Sem dúvidas Maduro gostaria de usar esta eleição como um trampolim para a implementação de uma ditadura comunista. Ele não parece nem um pouco disposto a introduzir reformas que solucionariam a crise no país. A Assembleia Nacional continua nas mãos da oposição, e é a única instituição com legitimidade eleitoral. Por isso, Maduro pode fechá-la definitivamente, uma vez que já removeu seu poder e o colocou nas mãos da Assembléia Nacional Constituinte, que é composta unicamente por aliados do governo. O que ainda não está claro é se Falcón decidirá liderar essa oposição “reconhecida” (da Assembleia Nacional), ou se ele vai se unir à aliança de oposição MUD/Frente Amplio, para reivindicar a restauração completa da democracia no país.
O candidato Henri Falcón tem chances reais de ganhar a eleição?
Pesquisas eleitorais mostram que, se houver uma eleição e justa, Falcón provavelmente vai ganhar. Mas o governo não tem intenções de entregar o poder e está disposto a fazer o que for necessário para declarar Maduro como vencedor. Se eles tiverem que se envolver em fraudes claras e evidentes, isso enfraquecerá Maduro e poderá provocar uma divisão na coalizão governante. Se um milagre acontecer e Falcón “tiver permissão” de ganhar, ele seria imediatamente colocado sob controle da Assembleia Nacional Constituinte, que o controlaria e, se fosse necessário, criaria uma emenda para que ele não pudesse exercer seus poderes. Falcón só assumiria o poder em janeiro, então eles teriam muito tempo para bolar um plano de controle do novo presidente. Se fosse possível instalar qualquer tipo de governo proposto por Falcón, um primeiro e bom passo seria na direção da transição política. Como um antigo chavista e declaradamente moderado, ele provoca menos medo entre as lideranças do atual governo do que entre os líderes da oposição.
Como a população está lidando com esta eleição? Eles já estão indo às ruas se manifestar contra o governo. Há um temor de novas represálias, iguais às que ocorreram no ano passado?
Há manifestações todos os dias, em todos os cantos do país. Mas elas são individuais, de iniciativas locais em sua maioria, e estão focadas em reivindicar comida, medicamentos e serviços públicos. O governo já mostrou que está determinado a enfraquecer as manifestações – enviando não somente policiais e tropas das guardas nacionais, mas também armando civis para ameaçar e agredir a população. As manifestações que vimos no ano passado talvez não se repitam tão cedo: as pessoas perderam a confiança em suas lideranças, e não há um plano concreto de oposição e reivindicação; além disso, as consequências de se expressar podem ser muito severas, incluindo detenção, tortura e até morte, além da perda dos benefícios públicos e de seus empregos.

****************************************

# Instruções das tarefas
a - Transcreva literalmente o trecho do texto sobre a eleição na Venezuela que vai de “Há manifestações todos” até “de seus empregos.”, incluindo esses dois trechos.
b - A partir da última frase apresentada, dê continuidade ao texto sobre a eleição na Venezuela.

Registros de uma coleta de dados
****************************************

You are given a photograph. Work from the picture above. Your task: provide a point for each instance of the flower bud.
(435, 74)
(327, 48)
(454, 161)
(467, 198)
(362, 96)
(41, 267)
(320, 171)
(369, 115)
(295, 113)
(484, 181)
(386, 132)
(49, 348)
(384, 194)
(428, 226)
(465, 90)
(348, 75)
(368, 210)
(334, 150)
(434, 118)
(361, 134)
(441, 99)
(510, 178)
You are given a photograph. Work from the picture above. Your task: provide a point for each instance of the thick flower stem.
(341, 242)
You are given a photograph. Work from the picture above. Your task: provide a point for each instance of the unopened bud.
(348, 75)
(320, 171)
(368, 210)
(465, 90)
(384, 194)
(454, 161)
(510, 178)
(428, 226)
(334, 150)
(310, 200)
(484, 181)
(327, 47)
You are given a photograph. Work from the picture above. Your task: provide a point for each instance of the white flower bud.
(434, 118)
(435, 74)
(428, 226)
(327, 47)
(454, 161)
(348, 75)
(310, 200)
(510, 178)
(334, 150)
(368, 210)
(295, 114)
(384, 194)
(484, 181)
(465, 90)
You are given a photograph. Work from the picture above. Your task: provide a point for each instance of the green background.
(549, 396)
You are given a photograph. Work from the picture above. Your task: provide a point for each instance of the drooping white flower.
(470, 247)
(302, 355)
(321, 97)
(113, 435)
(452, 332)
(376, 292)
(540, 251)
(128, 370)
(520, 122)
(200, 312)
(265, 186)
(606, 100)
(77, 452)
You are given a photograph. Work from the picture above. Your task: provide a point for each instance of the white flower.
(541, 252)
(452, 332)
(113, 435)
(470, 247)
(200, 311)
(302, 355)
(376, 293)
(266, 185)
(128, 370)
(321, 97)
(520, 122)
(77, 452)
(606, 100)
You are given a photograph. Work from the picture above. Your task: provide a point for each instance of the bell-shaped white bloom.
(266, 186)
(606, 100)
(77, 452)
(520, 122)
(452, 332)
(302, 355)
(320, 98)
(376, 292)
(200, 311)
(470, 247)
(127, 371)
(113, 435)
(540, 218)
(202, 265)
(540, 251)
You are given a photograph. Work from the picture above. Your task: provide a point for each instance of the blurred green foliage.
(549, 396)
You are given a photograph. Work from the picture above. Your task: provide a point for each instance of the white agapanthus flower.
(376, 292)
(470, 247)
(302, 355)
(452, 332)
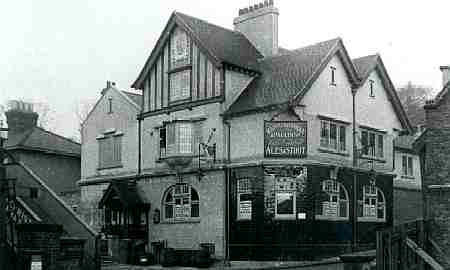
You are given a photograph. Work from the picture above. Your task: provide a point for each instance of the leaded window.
(181, 202)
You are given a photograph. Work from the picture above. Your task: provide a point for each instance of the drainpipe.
(139, 144)
(355, 164)
(227, 195)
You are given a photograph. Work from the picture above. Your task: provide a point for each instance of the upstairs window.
(372, 207)
(333, 76)
(371, 90)
(110, 150)
(179, 49)
(334, 203)
(372, 144)
(181, 202)
(407, 165)
(180, 137)
(332, 136)
(180, 85)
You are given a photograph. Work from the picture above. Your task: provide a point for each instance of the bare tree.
(82, 109)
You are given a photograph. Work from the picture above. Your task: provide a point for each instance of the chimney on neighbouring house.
(445, 74)
(259, 23)
(20, 116)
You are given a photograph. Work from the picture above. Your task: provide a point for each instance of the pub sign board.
(285, 139)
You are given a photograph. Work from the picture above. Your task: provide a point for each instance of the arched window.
(372, 207)
(332, 203)
(181, 202)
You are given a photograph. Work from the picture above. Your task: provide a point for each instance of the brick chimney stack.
(445, 74)
(259, 24)
(20, 116)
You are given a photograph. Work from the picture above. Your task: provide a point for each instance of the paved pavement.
(327, 264)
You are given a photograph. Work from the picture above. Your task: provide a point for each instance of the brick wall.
(408, 205)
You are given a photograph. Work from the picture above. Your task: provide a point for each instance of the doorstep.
(240, 265)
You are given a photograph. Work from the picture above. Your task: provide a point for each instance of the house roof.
(405, 141)
(222, 45)
(283, 76)
(136, 98)
(39, 139)
(364, 65)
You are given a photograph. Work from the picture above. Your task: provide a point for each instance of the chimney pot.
(445, 74)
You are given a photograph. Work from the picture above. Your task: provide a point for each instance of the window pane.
(195, 211)
(372, 144)
(285, 203)
(342, 145)
(364, 138)
(410, 168)
(185, 138)
(333, 136)
(180, 85)
(380, 146)
(404, 165)
(323, 134)
(169, 211)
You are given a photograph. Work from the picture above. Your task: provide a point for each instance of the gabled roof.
(221, 45)
(38, 139)
(289, 76)
(364, 66)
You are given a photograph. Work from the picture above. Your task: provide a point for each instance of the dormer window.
(333, 75)
(179, 49)
(371, 92)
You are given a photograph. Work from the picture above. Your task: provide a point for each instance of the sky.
(62, 52)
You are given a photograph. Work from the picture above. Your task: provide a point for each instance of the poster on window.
(285, 139)
(245, 210)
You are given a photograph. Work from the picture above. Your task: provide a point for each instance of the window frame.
(248, 192)
(340, 140)
(182, 197)
(335, 193)
(375, 151)
(372, 197)
(112, 140)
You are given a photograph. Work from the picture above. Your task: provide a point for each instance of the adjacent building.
(241, 146)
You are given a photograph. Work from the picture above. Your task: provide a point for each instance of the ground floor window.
(181, 202)
(372, 207)
(333, 202)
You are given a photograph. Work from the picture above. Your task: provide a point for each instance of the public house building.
(247, 148)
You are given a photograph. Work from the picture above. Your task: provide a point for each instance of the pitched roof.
(364, 65)
(39, 139)
(136, 98)
(221, 44)
(283, 76)
(405, 141)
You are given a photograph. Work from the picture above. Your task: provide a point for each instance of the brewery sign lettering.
(285, 139)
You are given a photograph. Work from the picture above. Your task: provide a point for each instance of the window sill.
(110, 167)
(371, 219)
(377, 159)
(333, 151)
(326, 218)
(182, 221)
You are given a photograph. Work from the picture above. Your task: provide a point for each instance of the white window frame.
(286, 185)
(334, 192)
(407, 165)
(374, 152)
(244, 187)
(341, 139)
(370, 193)
(183, 193)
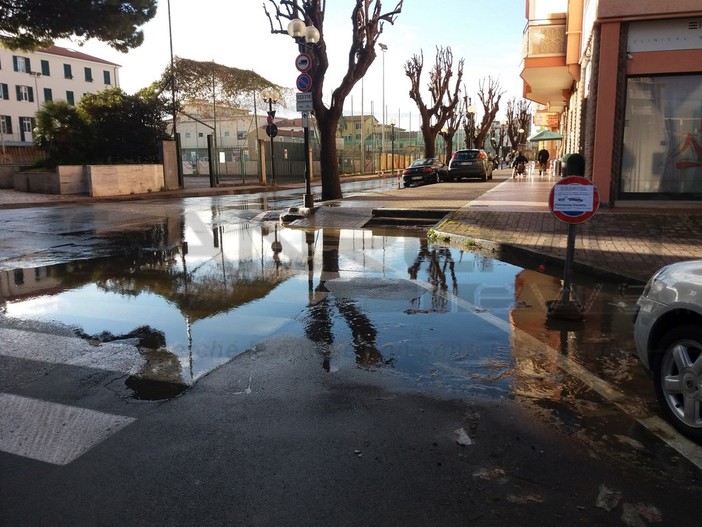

****************************************

# Resultados
a -
Há manifestações todos os dias, em todos os cantos do país. Mas elas são individuais, de iniciativas locais em sua maioria, e estão focadas em reivindicar comida, medicamentos e serviços públicos. O governo já mostrou que está determinado a enfraquecer as manifestações – enviando não somente policiais e tropas das guardas nacionais, mas também armando civis para ameaçar e agredir a população. As manifestações que vimos no ano passado talvez não se repitam tão cedo: as pessoas perderam a confiança em suas lideranças, e não há um plano concreto de oposição e reivindicação; além disso, as consequências de se expressar podem ser muito severas, incluindo detenção, tortura e até morte, além da perda dos benefícios públicos e de seus empregos.

b -
Esta eleição pode conter uma mensagem simbólica? Quero dizer, esta eleição pode ser uma mensagem para a comunidade internacional de que a Venezuela precisa de ajuda?
A comunidade internacional demorou demais para perceber a gravidade do que está acontecendo na Venezuela. Mas agora tem se preocupado bastante com o impacto que a crise do país está tendo na região e no mundo. A eleição é mais uma oportunidade de colocar holofotes no país e mostrar quão ruim a situação está. Não haverá nenhuma solução sem (1) um apoio internacional e a (2) união interna da oposição.
Neste ano também teremos eleições no México e no Brasil, e já tivemos eleições no Paraguai. Esses países latino-americanos têm algo em comum que pode ser levado em consideração nessas eleições? A América Latina tem problemas similares que podem ser vistos durante o período de eleições?
A diferença é que os outros países latino-americanos que terão eleições neste ano têm instituições funcionando normalmente – embora cheias de problemas. Na Venezuela não há instituições funcionando, e todo o poder está nas mãos do governo e do Exército. Resolver a crise venezuelana pode levar à reconstrução das instituições democráticas, tarefa que não será fácil.